With 12 billion parameters, this advanced model is designed for tasks like image captioning and object counting. Pixtral 12B, built on Mistral’s earlier text model Nemo 12B, can handle images of any size or quantity through either URLs or base64 encoding, making it versatile for a wide range of applications in fields requiring visual data analysis, such as content moderation, healthcare, and more.
Although there are no working web demos yet, Mistral has plans to enable testing soon. The Pixtral 12B will be accessible via the company's chatbot platform, Le Chat, and API-serving platform, Le Plateforme, in the near future. While not yet publicly tested, Pixtral 12B’s release marks an important step in Mistral’s efforts to compete in the growing field of AI multimodal models.
Mistral has made Pixtral 12B freely available under the Apache 2.0 licence, allowing users to download, fine-tune, and deploy the model without restrictions. The model can be accessed through a torrent link on GitHub or the AI development platform Hugging Face, making it easily available to developers and researchers.
It’s part of a growing trend of multimodal models, similar to OpenAI’s GPT-4 and Anthropic’s Claude family, that integrate both visual and textual understanding. At 24GB in size, the 12-billion-parameter architecture of Pixtral 12B indicates its strong problem-solving capabilities, as models with higher parameter counts tend to perform better.

** Dataset entries **

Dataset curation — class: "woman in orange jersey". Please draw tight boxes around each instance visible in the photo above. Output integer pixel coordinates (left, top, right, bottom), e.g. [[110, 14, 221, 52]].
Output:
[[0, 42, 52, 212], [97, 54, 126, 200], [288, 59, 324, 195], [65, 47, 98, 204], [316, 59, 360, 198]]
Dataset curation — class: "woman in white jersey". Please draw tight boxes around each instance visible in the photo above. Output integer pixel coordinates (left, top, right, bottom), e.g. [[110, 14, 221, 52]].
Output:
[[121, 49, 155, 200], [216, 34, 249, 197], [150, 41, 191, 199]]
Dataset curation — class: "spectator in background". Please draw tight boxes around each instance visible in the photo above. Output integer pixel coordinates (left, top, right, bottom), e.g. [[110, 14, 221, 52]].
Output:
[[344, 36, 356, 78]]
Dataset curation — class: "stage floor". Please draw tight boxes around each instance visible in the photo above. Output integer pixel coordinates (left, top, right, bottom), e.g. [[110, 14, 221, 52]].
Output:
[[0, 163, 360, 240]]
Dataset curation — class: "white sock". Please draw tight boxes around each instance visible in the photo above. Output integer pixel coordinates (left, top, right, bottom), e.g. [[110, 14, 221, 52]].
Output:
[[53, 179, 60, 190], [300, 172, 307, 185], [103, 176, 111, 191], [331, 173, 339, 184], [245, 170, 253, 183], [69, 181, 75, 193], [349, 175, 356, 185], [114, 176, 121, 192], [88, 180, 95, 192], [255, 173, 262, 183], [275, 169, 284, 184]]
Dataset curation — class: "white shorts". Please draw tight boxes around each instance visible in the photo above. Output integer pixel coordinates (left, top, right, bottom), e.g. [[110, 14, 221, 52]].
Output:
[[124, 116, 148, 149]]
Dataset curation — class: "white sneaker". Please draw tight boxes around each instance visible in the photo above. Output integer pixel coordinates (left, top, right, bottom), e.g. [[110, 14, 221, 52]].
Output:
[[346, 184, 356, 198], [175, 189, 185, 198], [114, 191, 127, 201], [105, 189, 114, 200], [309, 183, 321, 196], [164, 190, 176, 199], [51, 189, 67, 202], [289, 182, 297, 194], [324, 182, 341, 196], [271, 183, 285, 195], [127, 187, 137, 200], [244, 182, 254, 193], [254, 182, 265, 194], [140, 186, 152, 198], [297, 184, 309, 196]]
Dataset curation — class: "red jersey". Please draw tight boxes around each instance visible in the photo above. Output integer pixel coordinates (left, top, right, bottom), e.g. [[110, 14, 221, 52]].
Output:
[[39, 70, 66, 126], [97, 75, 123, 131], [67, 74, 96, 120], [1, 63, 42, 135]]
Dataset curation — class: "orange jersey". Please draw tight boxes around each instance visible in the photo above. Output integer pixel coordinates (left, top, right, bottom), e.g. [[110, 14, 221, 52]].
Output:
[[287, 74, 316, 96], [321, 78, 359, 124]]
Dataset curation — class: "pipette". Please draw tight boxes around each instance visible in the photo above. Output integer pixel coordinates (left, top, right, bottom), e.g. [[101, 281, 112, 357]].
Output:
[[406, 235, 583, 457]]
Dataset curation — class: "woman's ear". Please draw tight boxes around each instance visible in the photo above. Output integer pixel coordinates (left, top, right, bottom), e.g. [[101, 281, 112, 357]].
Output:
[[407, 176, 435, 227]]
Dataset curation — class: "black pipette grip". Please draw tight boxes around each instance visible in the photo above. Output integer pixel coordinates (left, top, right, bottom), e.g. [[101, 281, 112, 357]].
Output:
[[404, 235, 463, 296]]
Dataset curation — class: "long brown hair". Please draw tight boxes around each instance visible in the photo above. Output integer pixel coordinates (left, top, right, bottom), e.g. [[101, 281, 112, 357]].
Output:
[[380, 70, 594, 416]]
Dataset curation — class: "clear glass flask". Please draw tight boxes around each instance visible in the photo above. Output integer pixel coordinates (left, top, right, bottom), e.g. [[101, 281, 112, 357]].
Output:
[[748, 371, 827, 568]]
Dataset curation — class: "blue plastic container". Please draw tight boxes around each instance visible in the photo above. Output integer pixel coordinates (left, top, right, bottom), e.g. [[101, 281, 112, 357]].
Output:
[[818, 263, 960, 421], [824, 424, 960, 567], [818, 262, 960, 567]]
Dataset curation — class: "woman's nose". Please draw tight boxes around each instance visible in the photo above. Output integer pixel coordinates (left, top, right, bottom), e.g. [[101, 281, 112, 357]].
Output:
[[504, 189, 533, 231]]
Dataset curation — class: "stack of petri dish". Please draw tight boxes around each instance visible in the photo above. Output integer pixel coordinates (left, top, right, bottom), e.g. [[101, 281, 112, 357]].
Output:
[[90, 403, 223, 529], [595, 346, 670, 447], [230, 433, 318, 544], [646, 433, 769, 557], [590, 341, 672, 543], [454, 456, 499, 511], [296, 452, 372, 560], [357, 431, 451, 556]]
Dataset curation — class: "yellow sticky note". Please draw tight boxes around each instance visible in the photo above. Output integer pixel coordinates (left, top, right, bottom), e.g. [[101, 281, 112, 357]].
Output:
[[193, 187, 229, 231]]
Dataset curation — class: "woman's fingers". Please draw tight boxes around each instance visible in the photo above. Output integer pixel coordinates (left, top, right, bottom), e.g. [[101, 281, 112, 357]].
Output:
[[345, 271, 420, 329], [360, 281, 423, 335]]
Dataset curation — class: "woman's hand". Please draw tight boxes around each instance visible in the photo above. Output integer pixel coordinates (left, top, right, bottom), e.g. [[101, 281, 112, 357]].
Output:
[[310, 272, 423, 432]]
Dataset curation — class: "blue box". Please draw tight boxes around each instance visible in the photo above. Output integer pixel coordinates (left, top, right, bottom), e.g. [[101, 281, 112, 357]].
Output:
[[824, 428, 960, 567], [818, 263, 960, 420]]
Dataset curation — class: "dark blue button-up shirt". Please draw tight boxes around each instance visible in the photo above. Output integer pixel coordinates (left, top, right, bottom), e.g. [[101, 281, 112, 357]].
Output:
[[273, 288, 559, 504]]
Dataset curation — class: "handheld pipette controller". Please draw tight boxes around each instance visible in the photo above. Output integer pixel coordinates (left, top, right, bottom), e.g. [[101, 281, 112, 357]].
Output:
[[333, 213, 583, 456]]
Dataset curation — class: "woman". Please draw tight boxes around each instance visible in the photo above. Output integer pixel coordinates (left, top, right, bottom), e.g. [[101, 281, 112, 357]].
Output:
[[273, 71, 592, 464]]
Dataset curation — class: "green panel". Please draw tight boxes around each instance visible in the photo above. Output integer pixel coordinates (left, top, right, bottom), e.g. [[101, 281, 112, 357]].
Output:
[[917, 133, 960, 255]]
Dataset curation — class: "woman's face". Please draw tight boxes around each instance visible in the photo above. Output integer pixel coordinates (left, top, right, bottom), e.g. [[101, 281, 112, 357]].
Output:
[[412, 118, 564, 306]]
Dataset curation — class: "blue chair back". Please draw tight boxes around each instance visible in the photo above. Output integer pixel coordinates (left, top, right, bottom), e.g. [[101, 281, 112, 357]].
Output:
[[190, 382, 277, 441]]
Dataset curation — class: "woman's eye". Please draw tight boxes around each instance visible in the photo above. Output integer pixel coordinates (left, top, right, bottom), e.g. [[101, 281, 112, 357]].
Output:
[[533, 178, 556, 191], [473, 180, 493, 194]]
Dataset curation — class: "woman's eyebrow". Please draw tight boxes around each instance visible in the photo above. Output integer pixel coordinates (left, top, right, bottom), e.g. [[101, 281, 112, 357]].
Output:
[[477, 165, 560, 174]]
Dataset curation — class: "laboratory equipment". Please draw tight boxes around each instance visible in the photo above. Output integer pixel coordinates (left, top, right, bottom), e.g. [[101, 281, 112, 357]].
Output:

** Work task A **
Can you sum up the article on Pixtral 12B in two sentences?
** Work task B **
How would the paragraph of the article on Pixtral 12B that begins "Mistral has made Pixtral 12B freely available" read as a short bulleted list?

** Expected output A **
Pixtral 12B is a 12-billion-parameter Mistral model built on Nemo 12B that handles images of any size or quantity through URLs or base64 encoding, for tasks like image captioning and object counting. It is freely available under the Apache 2.0 license via GitHub or Hugging Face, and it will be accessible through Le Chat and Le Plateforme in the near future.

** Expected output B **
- Released free under the Apache 2.0 license
- Can be downloaded, fine-tuned, and deployed without restrictions
- Available through a torrent link on GitHub or on Hugging Face
- Easily accessible to developers and researchers